* TASK DIRECTIONS: Copy the records below word for word, line by line, without changing anything.
— begin INPUT MATERIAL —
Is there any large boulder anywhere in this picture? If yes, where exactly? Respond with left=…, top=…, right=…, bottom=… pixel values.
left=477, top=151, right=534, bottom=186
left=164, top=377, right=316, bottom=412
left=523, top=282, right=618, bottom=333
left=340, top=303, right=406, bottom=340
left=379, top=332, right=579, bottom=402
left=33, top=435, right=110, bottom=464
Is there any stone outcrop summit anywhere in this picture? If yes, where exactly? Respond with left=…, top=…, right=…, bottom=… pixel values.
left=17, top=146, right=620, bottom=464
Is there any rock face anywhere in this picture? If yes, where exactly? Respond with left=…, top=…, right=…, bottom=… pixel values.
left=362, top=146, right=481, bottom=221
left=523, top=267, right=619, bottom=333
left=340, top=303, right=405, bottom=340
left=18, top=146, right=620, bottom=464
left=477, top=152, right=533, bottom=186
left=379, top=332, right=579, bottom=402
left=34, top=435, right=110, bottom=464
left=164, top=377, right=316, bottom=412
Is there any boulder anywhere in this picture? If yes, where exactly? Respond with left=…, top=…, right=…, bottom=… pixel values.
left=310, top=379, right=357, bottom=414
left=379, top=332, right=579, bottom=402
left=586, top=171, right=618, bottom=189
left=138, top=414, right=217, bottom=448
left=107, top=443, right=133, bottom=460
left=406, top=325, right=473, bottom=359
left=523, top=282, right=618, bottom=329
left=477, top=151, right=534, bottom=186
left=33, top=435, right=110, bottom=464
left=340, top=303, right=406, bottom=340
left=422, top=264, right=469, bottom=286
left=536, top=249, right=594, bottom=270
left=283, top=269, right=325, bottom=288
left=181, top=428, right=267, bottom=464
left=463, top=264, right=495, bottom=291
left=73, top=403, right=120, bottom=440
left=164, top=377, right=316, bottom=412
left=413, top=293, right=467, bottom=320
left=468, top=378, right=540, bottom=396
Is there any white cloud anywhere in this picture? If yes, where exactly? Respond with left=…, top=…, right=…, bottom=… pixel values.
— end INPUT MATERIAL —
* OUTPUT:
Is there any large boulder anywhere in this picture? If yes, where exactly? Respond with left=…, top=…, right=…, bottom=… pixel values.
left=477, top=151, right=534, bottom=186
left=164, top=377, right=316, bottom=412
left=523, top=282, right=618, bottom=333
left=340, top=303, right=406, bottom=340
left=379, top=332, right=579, bottom=402
left=33, top=435, right=110, bottom=464
Is there any stone outcrop summit anywhere in this picture? If yes, where exactly? Respond with left=…, top=…, right=…, bottom=… pixel values.
left=17, top=146, right=620, bottom=464
Is there any rock face anywhere in this picture? If yes, where exactly? Respond with left=…, top=…, right=…, bottom=… pixel values.
left=362, top=146, right=481, bottom=221
left=523, top=267, right=619, bottom=333
left=340, top=303, right=405, bottom=340
left=18, top=146, right=620, bottom=464
left=477, top=152, right=533, bottom=186
left=379, top=332, right=579, bottom=402
left=34, top=435, right=110, bottom=464
left=164, top=377, right=316, bottom=412
Is there any boulder anywhere in this picture? If yes, where exactly? Respond with left=…, top=…, right=…, bottom=… pixel values.
left=310, top=379, right=357, bottom=414
left=379, top=332, right=579, bottom=402
left=586, top=171, right=618, bottom=189
left=138, top=414, right=217, bottom=448
left=107, top=443, right=133, bottom=460
left=406, top=325, right=473, bottom=359
left=523, top=282, right=618, bottom=329
left=477, top=151, right=534, bottom=186
left=33, top=435, right=110, bottom=464
left=340, top=303, right=406, bottom=340
left=422, top=264, right=469, bottom=286
left=536, top=249, right=594, bottom=270
left=283, top=269, right=325, bottom=288
left=181, top=428, right=267, bottom=464
left=463, top=264, right=495, bottom=291
left=73, top=403, right=120, bottom=440
left=164, top=377, right=316, bottom=412
left=413, top=293, right=467, bottom=320
left=468, top=378, right=540, bottom=396
Is there any white cloud anywhere in this picture? If yes, where exactly? Respond with left=…, top=…, right=…, bottom=… pixel values.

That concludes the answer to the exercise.